-------------------------------------------------------------------------------
-- Test run on PostgreSQL 9.1.2 on 2012-02-21
--
-- CONCLUSION: Max in a sub-select seems to be the best approach in general.
-- It is the only approach that enables table elimination. For particular
-- queries using a row_number() = 1 can be faster, but it is not in general.
--
-- Clustering gave no performance boost whatsoever, likely because it does not
-- rearrange the actual table data in PostgreSQL.
-------------------------------------------------------------------------------
DROP VIEW IF EXISTS rowGenerator;
DROP TABLE IF EXISTS ANAT2_AnchorAttribute2 CASCADE;
DROP TABLE IF EXISTS ANAT1_AnchorAttribute1 CASCADE;
DROP TABLE IF EXISTS AN_Anchor CASCADE;
CREATE TABLE IF NOT EXISTS AN_Anchor (
AN_ID int NOT NULL,
CONSTRAINT pk_AN_Anchor PRIMARY KEY(AN_ID)
);
--ALTER TABLE AN_Anchor CLUSTER ON pk_AN_Anchor;
CREATE TABLE IF NOT EXISTS ANAT1_AnchorAttribute1 (
AN_ID int NOT NULL,
ANAT1_AnchorAttribute1Value char(10) NOT NULL,
CONSTRAINT pk_ANAT1_AnchorAttribute1
PRIMARY KEY(AN_ID),
CONSTRAINT fk_ANAT1_AnchorAttribute1
FOREIGN KEY(AN_ID) REFERENCES AN_Anchor(AN_ID)

**Data provided**
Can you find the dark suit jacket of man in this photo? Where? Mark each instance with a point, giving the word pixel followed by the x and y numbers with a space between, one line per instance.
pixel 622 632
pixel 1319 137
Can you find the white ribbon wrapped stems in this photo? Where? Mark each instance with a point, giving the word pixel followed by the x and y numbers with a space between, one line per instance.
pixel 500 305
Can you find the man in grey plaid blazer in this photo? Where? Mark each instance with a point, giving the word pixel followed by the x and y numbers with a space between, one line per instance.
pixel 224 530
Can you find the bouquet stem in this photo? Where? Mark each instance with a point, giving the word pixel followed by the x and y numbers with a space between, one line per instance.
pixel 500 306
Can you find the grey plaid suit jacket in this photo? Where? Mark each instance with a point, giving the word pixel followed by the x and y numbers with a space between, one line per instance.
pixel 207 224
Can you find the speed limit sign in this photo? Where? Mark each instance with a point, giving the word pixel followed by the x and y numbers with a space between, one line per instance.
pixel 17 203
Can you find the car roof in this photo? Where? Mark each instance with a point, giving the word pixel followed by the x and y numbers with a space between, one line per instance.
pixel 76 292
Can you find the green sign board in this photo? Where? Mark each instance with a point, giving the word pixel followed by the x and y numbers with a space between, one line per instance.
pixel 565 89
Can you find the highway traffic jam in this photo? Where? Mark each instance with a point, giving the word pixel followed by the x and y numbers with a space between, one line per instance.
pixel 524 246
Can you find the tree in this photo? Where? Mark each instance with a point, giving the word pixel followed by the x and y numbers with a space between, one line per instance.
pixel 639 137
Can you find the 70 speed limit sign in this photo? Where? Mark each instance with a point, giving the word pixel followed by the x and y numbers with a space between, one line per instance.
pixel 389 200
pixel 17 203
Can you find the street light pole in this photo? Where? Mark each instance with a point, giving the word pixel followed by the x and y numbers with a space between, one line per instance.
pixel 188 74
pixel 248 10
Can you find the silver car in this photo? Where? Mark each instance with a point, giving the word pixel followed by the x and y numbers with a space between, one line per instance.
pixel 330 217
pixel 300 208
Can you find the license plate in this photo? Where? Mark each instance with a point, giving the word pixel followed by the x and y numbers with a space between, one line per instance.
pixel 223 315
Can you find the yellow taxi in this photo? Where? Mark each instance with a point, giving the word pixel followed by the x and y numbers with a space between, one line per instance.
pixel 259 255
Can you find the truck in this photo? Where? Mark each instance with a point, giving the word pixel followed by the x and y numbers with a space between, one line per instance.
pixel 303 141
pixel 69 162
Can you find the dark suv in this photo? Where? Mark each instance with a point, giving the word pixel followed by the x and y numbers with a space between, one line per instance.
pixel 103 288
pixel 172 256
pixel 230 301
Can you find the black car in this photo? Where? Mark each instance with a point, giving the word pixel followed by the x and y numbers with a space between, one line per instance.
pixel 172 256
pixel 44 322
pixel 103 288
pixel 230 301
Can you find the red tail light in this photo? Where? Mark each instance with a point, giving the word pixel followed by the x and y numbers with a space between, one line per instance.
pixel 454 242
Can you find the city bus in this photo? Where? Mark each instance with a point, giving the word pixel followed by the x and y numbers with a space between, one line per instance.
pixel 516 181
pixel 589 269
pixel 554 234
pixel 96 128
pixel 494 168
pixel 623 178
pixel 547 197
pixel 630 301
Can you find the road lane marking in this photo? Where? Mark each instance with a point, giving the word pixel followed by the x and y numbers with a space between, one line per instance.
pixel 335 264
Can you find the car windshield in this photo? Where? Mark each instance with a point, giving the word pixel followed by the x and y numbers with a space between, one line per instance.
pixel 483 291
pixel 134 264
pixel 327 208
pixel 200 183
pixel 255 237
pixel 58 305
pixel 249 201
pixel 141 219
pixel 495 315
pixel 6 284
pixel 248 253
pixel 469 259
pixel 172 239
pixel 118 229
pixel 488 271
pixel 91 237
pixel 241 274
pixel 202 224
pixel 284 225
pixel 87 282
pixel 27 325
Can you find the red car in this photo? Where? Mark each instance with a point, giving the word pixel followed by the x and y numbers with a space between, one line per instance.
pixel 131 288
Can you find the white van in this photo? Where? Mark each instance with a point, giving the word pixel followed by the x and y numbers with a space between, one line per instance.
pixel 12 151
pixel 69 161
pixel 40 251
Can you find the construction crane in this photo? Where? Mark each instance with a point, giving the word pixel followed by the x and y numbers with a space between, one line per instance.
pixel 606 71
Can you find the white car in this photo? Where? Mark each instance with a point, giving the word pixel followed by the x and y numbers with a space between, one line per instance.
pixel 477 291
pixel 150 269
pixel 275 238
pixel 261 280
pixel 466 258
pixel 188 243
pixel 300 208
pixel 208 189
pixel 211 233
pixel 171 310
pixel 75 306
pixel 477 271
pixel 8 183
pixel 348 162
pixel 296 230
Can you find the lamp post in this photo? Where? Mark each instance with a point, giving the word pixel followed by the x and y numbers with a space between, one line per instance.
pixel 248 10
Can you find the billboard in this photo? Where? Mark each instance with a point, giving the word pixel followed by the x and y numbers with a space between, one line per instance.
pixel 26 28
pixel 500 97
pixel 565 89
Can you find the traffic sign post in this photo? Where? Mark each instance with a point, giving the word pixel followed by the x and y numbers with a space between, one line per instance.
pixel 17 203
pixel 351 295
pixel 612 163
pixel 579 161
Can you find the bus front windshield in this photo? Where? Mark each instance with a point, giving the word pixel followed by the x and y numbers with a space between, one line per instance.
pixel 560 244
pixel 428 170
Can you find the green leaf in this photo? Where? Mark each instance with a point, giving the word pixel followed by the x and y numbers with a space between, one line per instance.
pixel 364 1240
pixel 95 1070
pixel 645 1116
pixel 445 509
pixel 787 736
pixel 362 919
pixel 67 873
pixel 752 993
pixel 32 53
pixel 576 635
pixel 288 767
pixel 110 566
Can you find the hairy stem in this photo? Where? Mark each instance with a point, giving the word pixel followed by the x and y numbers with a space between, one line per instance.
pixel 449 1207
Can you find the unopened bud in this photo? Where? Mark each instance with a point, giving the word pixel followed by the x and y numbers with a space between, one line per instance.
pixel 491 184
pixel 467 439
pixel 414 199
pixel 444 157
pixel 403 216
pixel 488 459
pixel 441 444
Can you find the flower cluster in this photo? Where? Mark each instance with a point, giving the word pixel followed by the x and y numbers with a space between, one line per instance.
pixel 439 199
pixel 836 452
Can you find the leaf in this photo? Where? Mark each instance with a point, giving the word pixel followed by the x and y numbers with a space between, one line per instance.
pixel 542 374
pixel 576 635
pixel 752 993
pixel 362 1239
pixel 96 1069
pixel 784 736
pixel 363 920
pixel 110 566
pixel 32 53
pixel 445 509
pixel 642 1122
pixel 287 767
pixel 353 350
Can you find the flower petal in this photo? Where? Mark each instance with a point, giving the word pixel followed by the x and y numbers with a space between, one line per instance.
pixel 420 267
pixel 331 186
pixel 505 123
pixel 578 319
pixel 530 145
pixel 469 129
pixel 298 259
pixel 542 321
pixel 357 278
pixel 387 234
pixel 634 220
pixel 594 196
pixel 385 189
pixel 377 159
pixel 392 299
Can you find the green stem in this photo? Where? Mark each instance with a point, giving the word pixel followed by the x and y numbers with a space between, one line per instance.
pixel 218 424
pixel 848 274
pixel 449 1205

**Goals**
a: From the PostgreSQL test script, translate this sentence into Spanish: "Clustering gave no performance boost whatsoever, likely because it does not rearrange the actual table data in PostgreSQL."
b: Please answer these questions from the PostgreSQL test script:
(i) On which PostgreSQL version was the test run?
(ii) Which approach is the only one that enables table elimination?
(iii) What data type is declared for ANAT1_AnchorAttribute1Value?

**Solution list**
a: El clustering no aportó ninguna mejora de rendimiento, probablemente porque no reorganiza los datos reales de la tabla en PostgreSQL.

b:
(i) PostgreSQL 9.1.2
(ii) Max in a sub-select
(iii) char(10)